==== GIVEN RECORDS

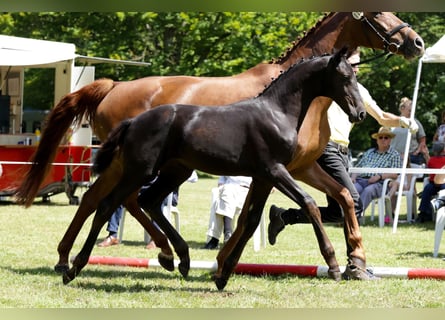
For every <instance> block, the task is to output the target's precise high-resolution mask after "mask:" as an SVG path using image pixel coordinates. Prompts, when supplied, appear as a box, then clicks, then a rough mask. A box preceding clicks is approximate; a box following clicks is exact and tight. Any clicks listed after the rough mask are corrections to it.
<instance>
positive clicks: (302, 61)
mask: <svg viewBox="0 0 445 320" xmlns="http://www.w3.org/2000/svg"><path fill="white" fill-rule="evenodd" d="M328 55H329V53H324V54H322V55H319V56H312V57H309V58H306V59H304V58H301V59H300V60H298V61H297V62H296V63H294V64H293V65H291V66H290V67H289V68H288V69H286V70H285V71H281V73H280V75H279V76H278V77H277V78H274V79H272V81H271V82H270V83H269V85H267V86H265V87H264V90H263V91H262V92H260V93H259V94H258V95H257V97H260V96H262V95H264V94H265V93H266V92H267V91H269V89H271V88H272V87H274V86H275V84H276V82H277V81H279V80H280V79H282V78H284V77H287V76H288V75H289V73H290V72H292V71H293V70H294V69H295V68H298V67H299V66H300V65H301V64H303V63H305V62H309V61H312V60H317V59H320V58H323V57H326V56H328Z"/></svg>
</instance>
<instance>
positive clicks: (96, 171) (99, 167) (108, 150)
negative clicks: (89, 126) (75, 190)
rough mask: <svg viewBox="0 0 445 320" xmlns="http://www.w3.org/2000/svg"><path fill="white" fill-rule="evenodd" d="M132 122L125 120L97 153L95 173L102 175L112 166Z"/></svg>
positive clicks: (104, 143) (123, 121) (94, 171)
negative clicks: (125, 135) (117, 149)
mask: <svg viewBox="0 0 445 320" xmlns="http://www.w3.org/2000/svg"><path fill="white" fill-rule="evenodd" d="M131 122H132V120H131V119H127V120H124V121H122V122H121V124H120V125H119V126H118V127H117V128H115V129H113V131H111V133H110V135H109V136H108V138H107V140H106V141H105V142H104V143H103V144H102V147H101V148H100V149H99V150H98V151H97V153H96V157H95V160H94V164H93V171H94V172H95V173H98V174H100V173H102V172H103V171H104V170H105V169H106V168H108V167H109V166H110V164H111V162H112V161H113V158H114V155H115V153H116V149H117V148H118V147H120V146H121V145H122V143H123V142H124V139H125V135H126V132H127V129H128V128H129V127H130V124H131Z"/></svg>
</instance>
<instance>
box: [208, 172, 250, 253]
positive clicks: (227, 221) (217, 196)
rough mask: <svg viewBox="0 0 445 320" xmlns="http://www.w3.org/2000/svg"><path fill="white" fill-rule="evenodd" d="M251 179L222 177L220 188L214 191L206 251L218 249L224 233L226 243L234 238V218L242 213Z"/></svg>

========
==== GIVEN RECORDS

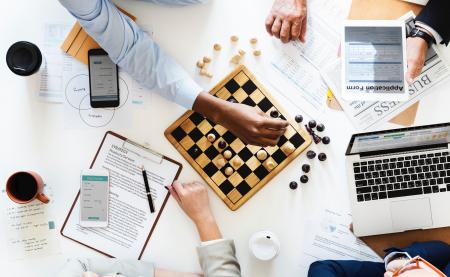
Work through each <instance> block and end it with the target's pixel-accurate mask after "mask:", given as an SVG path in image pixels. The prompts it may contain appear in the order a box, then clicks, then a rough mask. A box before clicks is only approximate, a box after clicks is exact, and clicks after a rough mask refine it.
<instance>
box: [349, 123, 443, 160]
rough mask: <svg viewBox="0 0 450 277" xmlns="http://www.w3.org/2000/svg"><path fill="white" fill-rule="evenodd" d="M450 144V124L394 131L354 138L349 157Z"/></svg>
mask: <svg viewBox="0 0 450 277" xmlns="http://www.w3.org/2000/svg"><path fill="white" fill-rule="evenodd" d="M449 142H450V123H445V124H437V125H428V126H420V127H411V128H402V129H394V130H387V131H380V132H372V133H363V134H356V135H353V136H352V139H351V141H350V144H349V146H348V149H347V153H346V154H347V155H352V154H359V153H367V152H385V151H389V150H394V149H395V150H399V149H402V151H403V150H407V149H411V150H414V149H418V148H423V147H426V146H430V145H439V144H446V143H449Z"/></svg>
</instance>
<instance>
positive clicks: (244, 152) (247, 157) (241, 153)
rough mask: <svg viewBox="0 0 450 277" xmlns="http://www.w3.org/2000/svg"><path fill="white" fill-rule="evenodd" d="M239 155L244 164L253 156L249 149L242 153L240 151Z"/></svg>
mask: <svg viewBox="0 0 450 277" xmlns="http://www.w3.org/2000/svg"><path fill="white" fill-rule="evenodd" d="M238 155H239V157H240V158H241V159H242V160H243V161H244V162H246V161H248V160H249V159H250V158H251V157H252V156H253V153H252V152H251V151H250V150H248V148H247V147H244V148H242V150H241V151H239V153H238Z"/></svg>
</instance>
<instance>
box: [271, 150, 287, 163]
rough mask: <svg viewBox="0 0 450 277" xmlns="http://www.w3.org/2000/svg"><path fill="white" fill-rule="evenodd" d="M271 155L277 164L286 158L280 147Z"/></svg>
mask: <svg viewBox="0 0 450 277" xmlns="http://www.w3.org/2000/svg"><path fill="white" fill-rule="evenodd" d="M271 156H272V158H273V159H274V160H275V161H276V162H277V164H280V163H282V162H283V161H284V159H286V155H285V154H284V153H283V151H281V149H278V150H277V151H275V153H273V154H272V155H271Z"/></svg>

========
==== GIVEN RECORDS

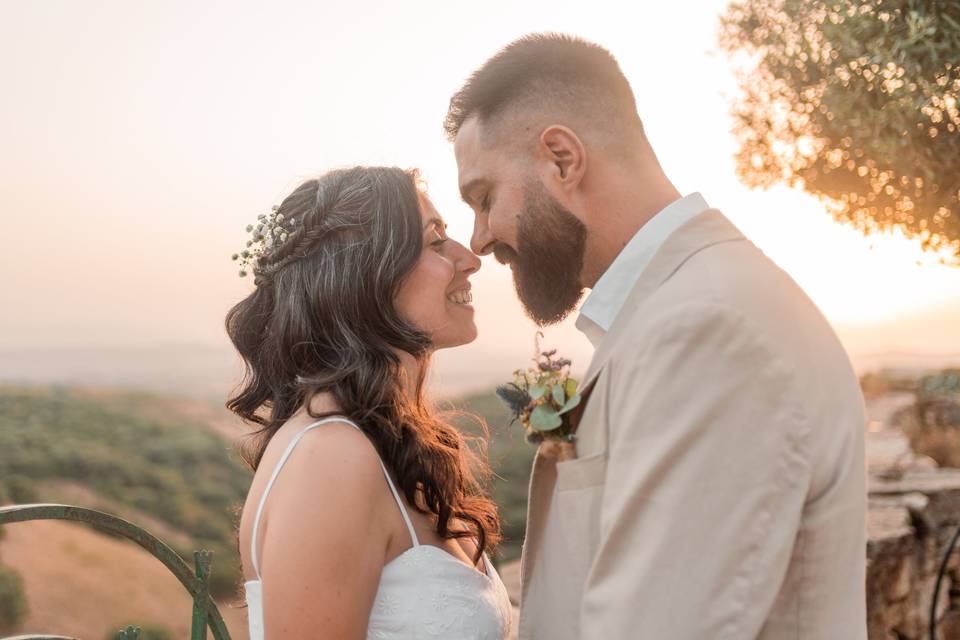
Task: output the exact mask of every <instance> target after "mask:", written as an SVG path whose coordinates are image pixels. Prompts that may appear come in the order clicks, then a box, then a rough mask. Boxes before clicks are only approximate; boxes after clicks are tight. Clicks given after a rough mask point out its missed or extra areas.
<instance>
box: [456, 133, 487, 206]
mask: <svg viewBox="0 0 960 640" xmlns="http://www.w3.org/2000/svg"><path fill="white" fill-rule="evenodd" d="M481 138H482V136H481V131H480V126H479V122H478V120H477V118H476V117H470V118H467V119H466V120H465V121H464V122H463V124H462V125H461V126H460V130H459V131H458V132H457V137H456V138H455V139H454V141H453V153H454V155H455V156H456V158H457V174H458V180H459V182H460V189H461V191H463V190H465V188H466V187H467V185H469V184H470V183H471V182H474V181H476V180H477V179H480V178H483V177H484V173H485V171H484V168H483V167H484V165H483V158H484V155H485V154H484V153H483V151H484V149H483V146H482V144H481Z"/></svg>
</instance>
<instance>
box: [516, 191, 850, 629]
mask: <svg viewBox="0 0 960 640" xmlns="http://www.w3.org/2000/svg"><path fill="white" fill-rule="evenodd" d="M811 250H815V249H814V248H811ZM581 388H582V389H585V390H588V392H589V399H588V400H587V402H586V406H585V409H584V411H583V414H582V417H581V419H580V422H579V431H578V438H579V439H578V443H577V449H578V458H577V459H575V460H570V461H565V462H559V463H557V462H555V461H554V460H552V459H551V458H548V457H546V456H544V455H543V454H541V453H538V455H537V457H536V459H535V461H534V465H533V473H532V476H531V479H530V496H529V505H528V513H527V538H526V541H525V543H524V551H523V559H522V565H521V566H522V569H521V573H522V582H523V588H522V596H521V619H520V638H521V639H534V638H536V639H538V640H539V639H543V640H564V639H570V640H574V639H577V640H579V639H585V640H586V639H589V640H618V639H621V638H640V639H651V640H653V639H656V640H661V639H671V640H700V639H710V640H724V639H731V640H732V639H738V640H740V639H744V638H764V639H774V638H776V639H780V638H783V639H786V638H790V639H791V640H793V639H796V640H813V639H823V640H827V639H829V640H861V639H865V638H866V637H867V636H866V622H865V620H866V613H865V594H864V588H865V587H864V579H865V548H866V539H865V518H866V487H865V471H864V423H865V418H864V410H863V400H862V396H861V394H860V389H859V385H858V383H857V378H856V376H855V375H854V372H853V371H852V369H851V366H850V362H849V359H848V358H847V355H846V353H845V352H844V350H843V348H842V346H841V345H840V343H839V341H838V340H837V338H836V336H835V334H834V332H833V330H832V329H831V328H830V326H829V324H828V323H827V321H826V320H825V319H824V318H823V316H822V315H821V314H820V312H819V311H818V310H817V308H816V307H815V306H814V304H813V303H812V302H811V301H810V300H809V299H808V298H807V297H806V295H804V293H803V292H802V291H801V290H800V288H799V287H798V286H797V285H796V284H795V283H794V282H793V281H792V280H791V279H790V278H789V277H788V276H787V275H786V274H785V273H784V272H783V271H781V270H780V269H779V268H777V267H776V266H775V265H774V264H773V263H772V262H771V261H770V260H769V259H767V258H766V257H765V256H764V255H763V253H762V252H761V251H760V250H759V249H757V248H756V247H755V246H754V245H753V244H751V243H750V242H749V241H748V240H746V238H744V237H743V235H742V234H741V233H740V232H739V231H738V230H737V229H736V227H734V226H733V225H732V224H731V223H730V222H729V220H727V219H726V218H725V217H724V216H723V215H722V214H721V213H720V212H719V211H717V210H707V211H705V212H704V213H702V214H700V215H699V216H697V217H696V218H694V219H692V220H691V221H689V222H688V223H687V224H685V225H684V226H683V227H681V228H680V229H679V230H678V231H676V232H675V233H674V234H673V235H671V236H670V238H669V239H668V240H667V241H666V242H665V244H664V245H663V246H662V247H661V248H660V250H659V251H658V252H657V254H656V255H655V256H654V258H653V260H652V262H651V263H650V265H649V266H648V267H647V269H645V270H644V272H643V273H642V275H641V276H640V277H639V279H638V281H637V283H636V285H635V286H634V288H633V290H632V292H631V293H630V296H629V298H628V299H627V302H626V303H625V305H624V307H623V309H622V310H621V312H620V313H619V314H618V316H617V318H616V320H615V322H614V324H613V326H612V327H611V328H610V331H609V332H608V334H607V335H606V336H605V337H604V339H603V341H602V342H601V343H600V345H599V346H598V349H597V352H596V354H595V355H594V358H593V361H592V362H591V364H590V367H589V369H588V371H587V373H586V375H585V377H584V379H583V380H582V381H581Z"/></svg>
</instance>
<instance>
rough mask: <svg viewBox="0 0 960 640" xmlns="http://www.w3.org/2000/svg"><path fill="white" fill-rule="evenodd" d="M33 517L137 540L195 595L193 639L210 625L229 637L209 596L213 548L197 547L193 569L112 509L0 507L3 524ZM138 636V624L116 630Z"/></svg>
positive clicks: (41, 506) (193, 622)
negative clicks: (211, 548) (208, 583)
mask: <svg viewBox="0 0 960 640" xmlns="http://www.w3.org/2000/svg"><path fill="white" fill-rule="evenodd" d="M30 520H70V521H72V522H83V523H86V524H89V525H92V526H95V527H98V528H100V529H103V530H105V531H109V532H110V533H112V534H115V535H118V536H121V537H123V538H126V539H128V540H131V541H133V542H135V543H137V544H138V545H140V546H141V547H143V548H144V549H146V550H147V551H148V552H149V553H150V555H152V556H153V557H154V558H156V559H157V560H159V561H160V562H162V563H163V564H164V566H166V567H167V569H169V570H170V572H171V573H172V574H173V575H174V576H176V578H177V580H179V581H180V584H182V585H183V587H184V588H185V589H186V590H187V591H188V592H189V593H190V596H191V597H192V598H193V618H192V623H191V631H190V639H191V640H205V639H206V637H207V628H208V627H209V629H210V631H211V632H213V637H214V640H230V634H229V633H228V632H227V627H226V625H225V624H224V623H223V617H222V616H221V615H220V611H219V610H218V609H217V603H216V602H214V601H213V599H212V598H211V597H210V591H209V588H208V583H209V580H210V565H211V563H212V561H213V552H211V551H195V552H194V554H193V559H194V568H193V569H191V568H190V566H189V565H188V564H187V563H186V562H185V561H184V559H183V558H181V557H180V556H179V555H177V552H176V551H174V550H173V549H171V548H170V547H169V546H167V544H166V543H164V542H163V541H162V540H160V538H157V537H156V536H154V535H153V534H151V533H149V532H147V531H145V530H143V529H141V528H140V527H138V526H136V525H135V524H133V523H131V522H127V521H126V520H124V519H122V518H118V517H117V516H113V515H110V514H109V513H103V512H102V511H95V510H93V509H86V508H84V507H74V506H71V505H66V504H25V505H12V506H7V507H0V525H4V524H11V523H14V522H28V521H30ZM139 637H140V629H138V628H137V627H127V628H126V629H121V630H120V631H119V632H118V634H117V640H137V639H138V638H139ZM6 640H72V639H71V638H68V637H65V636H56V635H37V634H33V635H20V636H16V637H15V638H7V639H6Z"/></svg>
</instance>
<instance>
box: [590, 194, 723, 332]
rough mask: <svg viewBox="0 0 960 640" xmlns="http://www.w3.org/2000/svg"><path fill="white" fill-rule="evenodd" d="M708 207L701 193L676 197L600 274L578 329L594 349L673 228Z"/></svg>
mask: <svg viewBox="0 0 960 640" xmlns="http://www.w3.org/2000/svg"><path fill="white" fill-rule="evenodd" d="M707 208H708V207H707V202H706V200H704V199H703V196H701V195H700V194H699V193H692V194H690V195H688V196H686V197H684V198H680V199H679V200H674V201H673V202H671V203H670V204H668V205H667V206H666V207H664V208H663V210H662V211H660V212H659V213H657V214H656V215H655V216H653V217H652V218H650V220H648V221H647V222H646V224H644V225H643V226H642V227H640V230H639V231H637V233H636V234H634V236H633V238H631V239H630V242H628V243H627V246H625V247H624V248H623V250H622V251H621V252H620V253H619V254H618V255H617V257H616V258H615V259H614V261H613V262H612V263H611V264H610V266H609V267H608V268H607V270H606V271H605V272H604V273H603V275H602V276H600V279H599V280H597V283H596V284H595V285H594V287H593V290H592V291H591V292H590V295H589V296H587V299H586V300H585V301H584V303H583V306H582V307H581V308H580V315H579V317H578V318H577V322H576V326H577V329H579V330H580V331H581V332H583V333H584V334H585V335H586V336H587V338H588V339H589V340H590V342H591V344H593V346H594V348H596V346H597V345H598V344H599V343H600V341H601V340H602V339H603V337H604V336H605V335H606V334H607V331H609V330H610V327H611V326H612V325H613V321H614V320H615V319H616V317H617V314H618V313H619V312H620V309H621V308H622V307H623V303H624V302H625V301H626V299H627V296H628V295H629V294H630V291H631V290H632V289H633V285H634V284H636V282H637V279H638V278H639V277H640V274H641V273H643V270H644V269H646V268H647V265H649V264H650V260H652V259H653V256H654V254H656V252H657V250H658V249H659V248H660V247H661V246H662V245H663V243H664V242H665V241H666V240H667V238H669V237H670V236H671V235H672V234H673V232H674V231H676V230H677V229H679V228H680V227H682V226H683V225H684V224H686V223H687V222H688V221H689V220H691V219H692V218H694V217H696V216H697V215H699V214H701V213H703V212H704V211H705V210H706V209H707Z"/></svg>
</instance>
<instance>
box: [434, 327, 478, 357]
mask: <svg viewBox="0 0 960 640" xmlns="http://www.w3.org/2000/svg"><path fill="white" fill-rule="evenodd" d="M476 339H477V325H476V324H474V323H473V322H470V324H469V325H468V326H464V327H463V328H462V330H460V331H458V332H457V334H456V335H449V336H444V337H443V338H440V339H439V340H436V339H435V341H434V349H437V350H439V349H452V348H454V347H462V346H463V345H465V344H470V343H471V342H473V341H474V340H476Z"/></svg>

========

▶ AIM OF THE EXERCISE:
How many lines of the records contain the string "pixels"? Case counts; give only the number.

▶ RESULT:
2